Records from a data source:

::::

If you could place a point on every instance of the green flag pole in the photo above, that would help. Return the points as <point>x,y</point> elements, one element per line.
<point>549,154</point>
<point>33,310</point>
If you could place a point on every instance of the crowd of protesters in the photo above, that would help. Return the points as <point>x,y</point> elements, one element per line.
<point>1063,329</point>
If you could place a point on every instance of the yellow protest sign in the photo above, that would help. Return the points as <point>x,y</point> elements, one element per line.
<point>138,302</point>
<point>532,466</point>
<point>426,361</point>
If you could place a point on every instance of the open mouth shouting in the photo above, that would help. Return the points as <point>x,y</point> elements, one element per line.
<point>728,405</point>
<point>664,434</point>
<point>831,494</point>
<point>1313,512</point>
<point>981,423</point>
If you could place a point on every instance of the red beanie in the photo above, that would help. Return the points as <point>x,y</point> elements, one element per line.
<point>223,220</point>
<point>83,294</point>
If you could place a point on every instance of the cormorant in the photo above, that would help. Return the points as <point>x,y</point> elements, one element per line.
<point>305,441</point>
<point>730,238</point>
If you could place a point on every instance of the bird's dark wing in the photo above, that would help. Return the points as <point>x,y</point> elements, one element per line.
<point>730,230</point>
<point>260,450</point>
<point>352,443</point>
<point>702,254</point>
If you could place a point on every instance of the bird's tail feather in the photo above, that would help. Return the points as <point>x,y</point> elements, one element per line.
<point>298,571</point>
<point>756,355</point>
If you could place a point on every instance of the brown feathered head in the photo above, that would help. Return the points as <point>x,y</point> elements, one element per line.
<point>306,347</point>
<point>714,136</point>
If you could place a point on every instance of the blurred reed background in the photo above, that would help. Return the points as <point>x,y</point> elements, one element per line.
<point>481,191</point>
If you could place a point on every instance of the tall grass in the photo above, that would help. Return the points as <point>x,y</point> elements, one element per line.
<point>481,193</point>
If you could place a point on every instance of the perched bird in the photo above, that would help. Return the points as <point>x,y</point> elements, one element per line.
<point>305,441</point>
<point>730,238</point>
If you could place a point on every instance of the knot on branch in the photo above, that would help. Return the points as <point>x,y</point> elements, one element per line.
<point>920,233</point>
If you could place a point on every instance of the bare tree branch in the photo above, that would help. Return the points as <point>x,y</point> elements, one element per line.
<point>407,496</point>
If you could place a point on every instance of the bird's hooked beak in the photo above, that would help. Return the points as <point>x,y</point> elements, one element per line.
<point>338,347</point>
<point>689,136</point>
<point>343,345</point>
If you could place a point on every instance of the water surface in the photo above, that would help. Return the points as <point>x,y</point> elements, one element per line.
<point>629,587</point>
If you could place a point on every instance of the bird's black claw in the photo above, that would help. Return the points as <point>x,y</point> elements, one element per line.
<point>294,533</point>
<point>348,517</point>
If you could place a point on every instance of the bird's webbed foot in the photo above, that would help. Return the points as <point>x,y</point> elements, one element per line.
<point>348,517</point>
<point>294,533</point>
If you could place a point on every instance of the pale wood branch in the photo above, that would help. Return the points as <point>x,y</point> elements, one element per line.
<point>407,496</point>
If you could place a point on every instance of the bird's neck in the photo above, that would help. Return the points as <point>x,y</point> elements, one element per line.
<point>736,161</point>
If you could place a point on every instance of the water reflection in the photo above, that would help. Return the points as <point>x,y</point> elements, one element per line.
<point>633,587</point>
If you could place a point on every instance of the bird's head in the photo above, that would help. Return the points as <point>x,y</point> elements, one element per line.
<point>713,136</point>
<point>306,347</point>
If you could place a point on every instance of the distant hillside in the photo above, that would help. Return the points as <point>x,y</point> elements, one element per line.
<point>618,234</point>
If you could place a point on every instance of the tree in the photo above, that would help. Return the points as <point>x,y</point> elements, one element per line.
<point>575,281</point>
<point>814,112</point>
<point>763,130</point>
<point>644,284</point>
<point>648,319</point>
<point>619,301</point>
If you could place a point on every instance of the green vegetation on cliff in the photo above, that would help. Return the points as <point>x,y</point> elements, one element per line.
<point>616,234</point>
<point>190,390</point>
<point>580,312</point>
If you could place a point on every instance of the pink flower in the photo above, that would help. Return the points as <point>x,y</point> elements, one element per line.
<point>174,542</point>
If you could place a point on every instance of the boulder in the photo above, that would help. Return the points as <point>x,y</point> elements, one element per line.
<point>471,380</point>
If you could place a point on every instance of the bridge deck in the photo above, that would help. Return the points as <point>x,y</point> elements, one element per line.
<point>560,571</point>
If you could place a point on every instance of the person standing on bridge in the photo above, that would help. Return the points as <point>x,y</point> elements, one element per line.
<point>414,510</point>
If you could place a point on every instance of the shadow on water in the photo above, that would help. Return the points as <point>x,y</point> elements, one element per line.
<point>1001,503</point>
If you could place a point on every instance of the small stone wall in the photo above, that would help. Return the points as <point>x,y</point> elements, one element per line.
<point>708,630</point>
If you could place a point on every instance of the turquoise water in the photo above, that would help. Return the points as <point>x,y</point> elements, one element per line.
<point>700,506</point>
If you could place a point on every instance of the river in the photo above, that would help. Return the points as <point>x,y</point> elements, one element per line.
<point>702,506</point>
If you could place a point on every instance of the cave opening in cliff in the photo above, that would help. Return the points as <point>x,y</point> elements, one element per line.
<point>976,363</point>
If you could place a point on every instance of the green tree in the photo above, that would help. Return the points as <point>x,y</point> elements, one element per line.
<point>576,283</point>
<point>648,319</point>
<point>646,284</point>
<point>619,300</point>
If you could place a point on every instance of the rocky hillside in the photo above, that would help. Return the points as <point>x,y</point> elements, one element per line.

::::

The data above needs retyping. Reproduce each line exactly.

> [REPLY]
If you could place a point on every instance of the green flag pole in the photo above, that would help. Return the points as <point>x,y</point> elements, one element per line.
<point>549,154</point>
<point>33,310</point>
If you could place a point on every instance of the crowd of protesters in the photo above, that would help. Return the points as <point>x,y</point> elements, one element per line.
<point>1063,329</point>
If you could place a point on every instance of the yellow protest sign in the photo above, that would help. Return the points as <point>x,y</point> elements, one element per line.
<point>138,302</point>
<point>532,466</point>
<point>426,361</point>
If you could place a point on every instance of the open mouth shouting in the photo above, that would help. Return the points as <point>x,y</point> elements, one element per line.
<point>728,405</point>
<point>664,434</point>
<point>831,494</point>
<point>1313,512</point>
<point>981,423</point>
If you could place a point on every instance of the red beanie in the photo above, that would help. Return the points as <point>x,y</point> elements, one element per line.
<point>223,220</point>
<point>83,294</point>
If you could place a point on every instance of the cormorant in the photo above, that would help. Return the points as <point>x,y</point> elements, one element per line.
<point>305,441</point>
<point>730,238</point>
If you could place a point on every instance of the bird's dark wing in the photo above, that would help. Return the points as <point>x,y</point> elements, one element per line.
<point>730,230</point>
<point>260,450</point>
<point>352,443</point>
<point>702,254</point>
If you could place a point on every instance of the bird's tail feather in the photo above, that would help. Return the points as <point>x,y</point> elements, one element per line.
<point>298,571</point>
<point>756,355</point>
If you could place a point on every instance of the brown feathered head in the photo above, that would help. Return the points as <point>x,y</point> elements, one element per line.
<point>306,347</point>
<point>714,136</point>
If you could place a point on every instance of the blurred reed background in the photo above, that would help. Return the points as <point>x,y</point> elements, one element per line.
<point>481,191</point>
If you could place a point on every instance of the tall grass in the photo above, that would help. Return the points as <point>x,y</point> elements, one element per line.
<point>481,193</point>
If you could place a point on every instance of the perched bird in the photo above, that would help. Return the points as <point>x,y</point> elements, one element per line.
<point>305,441</point>
<point>730,238</point>
If you could place a point on every instance of the knot on branch in the photo above, that would help. Return the points as <point>x,y</point> elements, one element per line.
<point>920,233</point>
If you could place a point on every instance of the bare tree branch in the photo above, that would help. Return the points as <point>x,y</point> elements, one element per line.
<point>407,496</point>
If you could place a point on every instance of the bird's hooked beak in the photo above, that would help. Return the points as <point>x,y</point> elements, one element per line.
<point>338,347</point>
<point>689,136</point>
<point>343,345</point>
If you could place a point on every instance of the water surface in the photo above, that would help. Return the points as <point>x,y</point> elements, one element per line.
<point>629,587</point>
If you could place a point on every instance of the bird's black claw in the photo above, that would help. Return the points as <point>x,y</point> elements, one element per line.
<point>294,533</point>
<point>348,517</point>
If you could place a point on every instance of the bird's webbed foot in the photo above, that would help. Return the points as <point>x,y</point> elements, one element per line.
<point>348,517</point>
<point>294,533</point>
If you could place a point on every instance of the pale wood branch in the photo above, that would help. Return the points as <point>x,y</point> elements, one element per line.
<point>407,496</point>
If you could place a point on every instance of the bird's neck in the photo above, that would help. Return the points as <point>x,y</point> elements, one element per line.
<point>736,161</point>
If you could place a point on every instance of the water reflection in the photo above, that would help. Return the points as <point>x,y</point> elements, one element per line.
<point>633,587</point>
If you could place a point on every instance of the bird's head in the photo above, that would help. Return the points as <point>x,y</point> elements, one element per line.
<point>713,136</point>
<point>306,347</point>
If you could place a point on every instance of the distant hillside in the photo above, that would help. Return the points as <point>x,y</point> elements, one element per line.
<point>618,234</point>
If you could place a point on every instance of the tree in the photo above, that would help. Return the points as <point>x,y</point> elements, one element per line.
<point>575,281</point>
<point>814,112</point>
<point>763,130</point>
<point>644,284</point>
<point>648,319</point>
<point>619,301</point>
If you could place a point on every instance of the green vegetation on cliff in the photo above, that would help. Return the points as <point>x,y</point> elements, one element per line.
<point>616,234</point>
<point>190,390</point>
<point>580,312</point>
If you could place a point on every instance of the pink flower in the photo above, that would help. Return the points as <point>x,y</point> elements, one element per line.
<point>174,542</point>
If you could place a point on every instance of the boulder in the photo above, that would help. Return the points as <point>x,y</point> elements, one element per line.
<point>471,380</point>
If you could place a point on every instance of the bridge deck in the photo above, that would help. Return the points as <point>x,y</point> elements, one element per line.
<point>560,571</point>
If you could place a point on every instance of the person standing on bridge in the photo above, that would help. Return the points as <point>x,y</point> elements, one element per line.
<point>414,510</point>
If you could place a point on every instance of the shadow on water in the photo above, that would help. Return the points as <point>x,y</point> elements, one element per line.
<point>1001,503</point>
If you could place a point on every instance of the small stone wall in the photo above, that would help. Return the points as <point>x,y</point> elements, one element per line.
<point>708,630</point>
If you could place a point on every instance of the turquoise water in the photo above, that would help. Return the points as <point>x,y</point> elements, one element per line.
<point>700,506</point>
If you could place a point on every instance of the river in the photo above, that would help. Return the points as <point>x,y</point> elements, one element per line.
<point>702,506</point>
If you could place a point on every instance of the cave opening in cliff in the photo above, that would help. Return the points as <point>x,y</point> elements, one element per line.
<point>976,363</point>
If you could place a point on every instance of the green tree in the photo above, that would help. Return the points as <point>x,y</point> elements, one element per line.
<point>576,283</point>
<point>648,319</point>
<point>646,284</point>
<point>619,300</point>
If you could place a point on every instance of the rocky hillside in the photo above, that would help. Return the points as <point>x,y</point> elements, one element per line.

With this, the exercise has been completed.